start Records for this task

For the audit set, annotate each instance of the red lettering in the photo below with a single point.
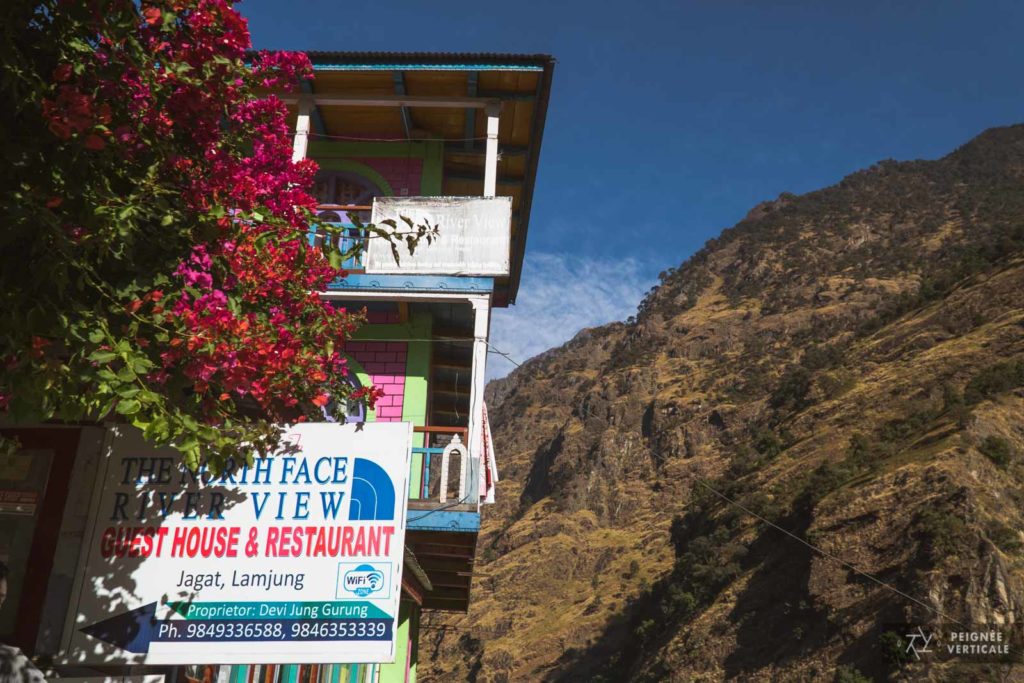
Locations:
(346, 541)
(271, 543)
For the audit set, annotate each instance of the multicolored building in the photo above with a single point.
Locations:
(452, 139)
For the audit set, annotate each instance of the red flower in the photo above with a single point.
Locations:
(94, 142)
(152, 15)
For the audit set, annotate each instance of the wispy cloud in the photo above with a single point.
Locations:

end Records for this task
start Records for this task

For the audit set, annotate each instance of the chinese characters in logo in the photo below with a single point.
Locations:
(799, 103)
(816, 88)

end Records for this task

**Given problem**
Pull out every line of the records above that contains the word "below", and copy each of those lines in full.

**Exercise solution**
For the audit set, annotate each instance of the red lettering in the photo below with a single point.
For the audit set, annotate each instance of the chinese characters in logo in the photo below with a single point.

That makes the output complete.